#### WORK REQUIRED
Beginning with the line below that contains "negative clicks: (16, 178)" and ending with the line that contains "positive clicks: (426, 205) (223, 231)", copy every line exactly. Copy nothing else.

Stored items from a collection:
== == ==

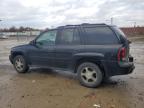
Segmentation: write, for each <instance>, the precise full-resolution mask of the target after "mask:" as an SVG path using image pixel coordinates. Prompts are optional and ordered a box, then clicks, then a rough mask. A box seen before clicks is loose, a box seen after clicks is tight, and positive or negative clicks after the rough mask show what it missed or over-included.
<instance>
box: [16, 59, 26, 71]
mask: <svg viewBox="0 0 144 108" xmlns="http://www.w3.org/2000/svg"><path fill="white" fill-rule="evenodd" d="M15 67H16V69H17V70H18V71H22V70H23V68H24V63H23V60H22V59H21V58H17V59H16V61H15Z"/></svg>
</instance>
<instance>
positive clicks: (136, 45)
mask: <svg viewBox="0 0 144 108" xmlns="http://www.w3.org/2000/svg"><path fill="white" fill-rule="evenodd" d="M133 40H135V39H133ZM142 40H144V39H137V40H136V41H134V42H133V43H132V44H131V53H132V55H133V56H134V57H135V66H136V68H135V70H134V72H133V73H132V74H129V75H125V76H115V77H112V78H111V82H107V83H103V84H102V85H101V86H100V87H99V88H95V89H92V88H86V87H83V86H81V85H80V84H79V82H78V81H77V79H76V75H74V74H70V73H69V72H65V73H64V72H55V71H52V70H46V69H45V70H44V69H32V70H31V71H30V72H29V73H27V74H17V73H16V71H15V70H14V68H13V66H12V65H11V64H10V62H9V60H8V55H9V52H10V48H11V47H13V46H15V45H18V44H24V43H27V42H28V41H27V40H25V41H22V40H19V41H17V40H15V39H8V40H0V108H96V106H94V105H95V104H96V105H99V106H100V108H144V41H142Z"/></svg>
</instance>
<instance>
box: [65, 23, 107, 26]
mask: <svg viewBox="0 0 144 108" xmlns="http://www.w3.org/2000/svg"><path fill="white" fill-rule="evenodd" d="M81 25H82V26H83V25H106V24H105V23H97V24H90V23H82V24H77V25H66V26H81Z"/></svg>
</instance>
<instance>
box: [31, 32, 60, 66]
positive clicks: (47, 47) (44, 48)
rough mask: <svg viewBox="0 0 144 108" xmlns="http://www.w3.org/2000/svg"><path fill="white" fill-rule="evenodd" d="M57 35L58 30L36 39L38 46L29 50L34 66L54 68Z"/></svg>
mask: <svg viewBox="0 0 144 108" xmlns="http://www.w3.org/2000/svg"><path fill="white" fill-rule="evenodd" d="M56 35H57V30H50V31H47V32H44V33H42V34H41V35H40V36H39V37H38V38H37V39H36V45H34V46H32V47H31V48H30V49H29V58H30V61H31V63H32V65H38V66H53V64H54V63H53V60H54V57H55V40H56Z"/></svg>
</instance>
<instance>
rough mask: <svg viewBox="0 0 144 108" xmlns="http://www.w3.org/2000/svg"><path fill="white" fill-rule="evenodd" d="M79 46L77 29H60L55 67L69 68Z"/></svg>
mask: <svg viewBox="0 0 144 108" xmlns="http://www.w3.org/2000/svg"><path fill="white" fill-rule="evenodd" d="M79 45H80V36H79V31H78V29H77V28H65V29H61V30H60V33H59V35H58V38H57V43H56V50H55V51H56V53H55V67H58V68H69V67H70V66H71V65H72V61H73V54H74V53H76V52H77V51H78V46H79Z"/></svg>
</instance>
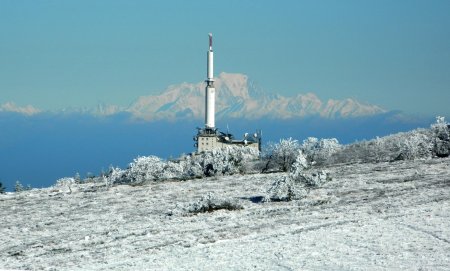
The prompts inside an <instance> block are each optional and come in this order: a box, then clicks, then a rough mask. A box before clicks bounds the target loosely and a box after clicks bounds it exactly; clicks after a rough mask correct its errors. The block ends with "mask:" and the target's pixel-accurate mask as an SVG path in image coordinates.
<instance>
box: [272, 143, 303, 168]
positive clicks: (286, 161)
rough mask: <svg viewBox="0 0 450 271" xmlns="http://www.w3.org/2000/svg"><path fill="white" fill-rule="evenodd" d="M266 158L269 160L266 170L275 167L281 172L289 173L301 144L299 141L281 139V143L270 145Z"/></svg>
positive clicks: (275, 143)
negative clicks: (291, 166) (281, 171)
mask: <svg viewBox="0 0 450 271" xmlns="http://www.w3.org/2000/svg"><path fill="white" fill-rule="evenodd" d="M266 148H267V150H266V152H265V154H264V158H265V159H266V160H267V164H266V170H267V169H268V168H269V167H270V166H271V164H272V166H273V165H275V167H277V168H278V169H279V170H282V171H288V170H289V168H290V167H291V166H292V164H293V163H294V161H295V159H296V157H297V154H298V152H299V151H300V144H299V143H298V140H295V139H292V138H291V137H290V138H287V139H280V142H279V143H269V144H268V146H267V147H266Z"/></svg>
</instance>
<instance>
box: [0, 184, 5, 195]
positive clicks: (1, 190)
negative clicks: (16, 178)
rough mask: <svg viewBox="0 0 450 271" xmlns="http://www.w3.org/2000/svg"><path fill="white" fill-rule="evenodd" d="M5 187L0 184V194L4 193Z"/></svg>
mask: <svg viewBox="0 0 450 271" xmlns="http://www.w3.org/2000/svg"><path fill="white" fill-rule="evenodd" d="M5 189H6V188H5V187H4V186H3V183H2V182H0V194H4V193H5Z"/></svg>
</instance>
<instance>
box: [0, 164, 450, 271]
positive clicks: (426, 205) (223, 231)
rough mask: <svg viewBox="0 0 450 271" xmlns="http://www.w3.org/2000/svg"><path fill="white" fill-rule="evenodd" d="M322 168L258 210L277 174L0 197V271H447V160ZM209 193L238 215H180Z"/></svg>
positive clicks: (260, 205)
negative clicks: (296, 198) (190, 270)
mask: <svg viewBox="0 0 450 271" xmlns="http://www.w3.org/2000/svg"><path fill="white" fill-rule="evenodd" d="M326 170H327V171H328V172H329V173H330V175H331V176H332V178H333V179H332V180H331V181H328V182H326V183H325V184H323V185H322V186H320V187H319V188H311V190H310V192H309V194H308V195H307V196H306V197H305V198H303V199H301V200H298V201H289V202H262V201H261V199H262V198H263V196H264V195H265V193H266V191H267V187H269V186H270V185H271V184H272V183H273V181H274V180H275V179H277V178H279V177H281V176H282V175H283V174H286V173H274V174H256V175H234V176H224V177H211V178H204V179H195V180H188V181H166V182H151V183H149V184H145V185H141V186H128V185H119V186H113V187H109V188H107V187H105V186H104V185H103V184H101V183H86V184H72V185H68V183H60V185H59V186H55V187H53V188H47V189H40V190H37V189H34V190H31V191H24V192H21V193H9V194H2V195H0V206H1V208H0V216H1V217H2V230H1V231H0V240H1V242H0V269H25V270H212V269H215V270H386V269H388V270H448V269H450V256H449V255H450V254H449V253H448V251H450V159H448V158H443V159H437V158H434V159H426V160H414V161H396V162H390V163H389V162H382V163H374V164H370V163H368V164H340V165H331V166H328V167H327V168H326ZM208 193H213V194H214V195H216V197H218V198H222V199H225V200H228V201H232V202H235V203H236V204H237V206H241V207H242V209H241V208H236V209H234V210H217V211H213V212H205V213H191V212H189V210H191V209H192V206H196V204H197V205H198V204H199V200H201V199H202V197H203V199H205V196H206V195H208ZM200 203H201V201H200Z"/></svg>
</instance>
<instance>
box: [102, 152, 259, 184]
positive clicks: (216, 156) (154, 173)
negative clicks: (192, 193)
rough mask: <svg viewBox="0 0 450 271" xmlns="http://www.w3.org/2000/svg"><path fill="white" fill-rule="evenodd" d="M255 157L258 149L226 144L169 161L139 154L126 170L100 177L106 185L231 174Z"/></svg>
mask: <svg viewBox="0 0 450 271" xmlns="http://www.w3.org/2000/svg"><path fill="white" fill-rule="evenodd" d="M258 157H259V151H258V150H256V149H254V148H248V147H238V146H227V147H224V148H220V149H214V150H211V151H206V152H203V153H201V154H195V155H191V156H187V155H185V156H183V157H182V158H180V159H178V160H170V161H165V160H163V159H161V158H159V157H156V156H141V157H138V158H136V159H134V160H133V162H132V163H130V165H129V167H128V168H127V169H126V170H122V169H120V168H111V169H110V171H109V173H108V174H105V177H104V179H105V182H106V184H107V185H111V184H120V183H132V184H140V183H144V182H147V181H163V180H170V179H176V180H186V179H193V178H201V177H204V176H215V175H231V174H236V173H245V172H246V170H247V168H248V164H249V163H251V162H252V161H254V160H255V159H258Z"/></svg>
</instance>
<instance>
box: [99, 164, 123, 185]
mask: <svg viewBox="0 0 450 271" xmlns="http://www.w3.org/2000/svg"><path fill="white" fill-rule="evenodd" d="M126 173H127V172H126V171H125V170H123V169H120V168H118V167H116V168H115V167H111V168H110V169H109V173H108V174H107V176H105V177H104V179H105V182H106V186H110V185H113V184H116V183H123V182H127V174H126Z"/></svg>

== == ==

#### RESULT OF THE EXERCISE
negative clicks: (16, 178)
rough mask: <svg viewBox="0 0 450 271" xmlns="http://www.w3.org/2000/svg"><path fill="white" fill-rule="evenodd" d="M5 187L0 184V194L4 193Z"/></svg>
mask: <svg viewBox="0 0 450 271" xmlns="http://www.w3.org/2000/svg"><path fill="white" fill-rule="evenodd" d="M5 189H6V188H5V187H4V186H3V183H2V182H0V194H4V193H5Z"/></svg>
</instance>
<instance>
box: [0, 164, 450, 271]
positive clicks: (426, 205) (223, 231)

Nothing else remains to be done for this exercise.